Directive → Render the lines of the entries below as a Markdown table with the columns "Row" and "Line", numbering each row and skipping blank lines. Include only the lines starting with the one that contains "For each <instance>, write" and going on through the one that contains "rough mask: <svg".

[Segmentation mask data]
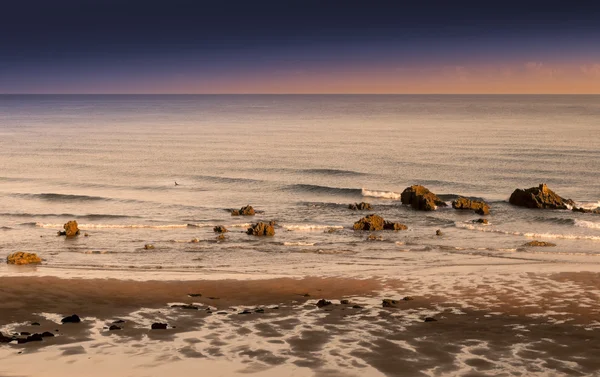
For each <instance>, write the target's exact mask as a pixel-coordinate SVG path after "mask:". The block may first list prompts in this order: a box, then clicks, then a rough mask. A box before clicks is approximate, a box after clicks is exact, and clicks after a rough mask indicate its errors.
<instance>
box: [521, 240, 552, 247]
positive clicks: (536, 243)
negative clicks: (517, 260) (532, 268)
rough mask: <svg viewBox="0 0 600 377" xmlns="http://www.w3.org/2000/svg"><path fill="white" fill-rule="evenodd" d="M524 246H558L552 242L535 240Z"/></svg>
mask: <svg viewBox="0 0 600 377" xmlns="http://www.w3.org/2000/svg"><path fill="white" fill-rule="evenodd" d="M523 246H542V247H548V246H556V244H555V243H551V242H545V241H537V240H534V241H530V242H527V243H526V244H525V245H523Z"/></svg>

==

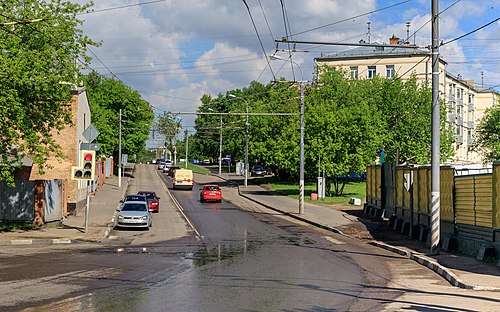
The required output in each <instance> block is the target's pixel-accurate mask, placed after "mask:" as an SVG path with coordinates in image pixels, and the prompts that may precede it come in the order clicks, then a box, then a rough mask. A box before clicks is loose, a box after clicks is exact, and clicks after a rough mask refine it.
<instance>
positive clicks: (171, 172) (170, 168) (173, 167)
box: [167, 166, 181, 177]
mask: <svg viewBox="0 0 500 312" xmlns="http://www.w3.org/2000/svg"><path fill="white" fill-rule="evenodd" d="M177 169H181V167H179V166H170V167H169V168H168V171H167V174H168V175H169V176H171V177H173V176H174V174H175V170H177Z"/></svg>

Reply to the exercise →
| Row | Line |
|---|---|
| 1 | For each <instance>, write the target's exact mask as a pixel-coordinate SVG path after "mask:". The block may first list prompts in this order: a box, then clicks, then a rough mask. A box before clicks is approximate, a box after clicks is exact, and clicks after a rough mask indicate its errors. |
| 2 | <instance> |
| 3 | box: [521, 240, 552, 247] |
| 4 | positive clicks: (536, 243) |
| 5 | negative clicks: (517, 260) (532, 268) |
| 6 | rough mask: <svg viewBox="0 0 600 377" xmlns="http://www.w3.org/2000/svg"><path fill="white" fill-rule="evenodd" d="M524 246H558L552 242L535 240Z"/></svg> |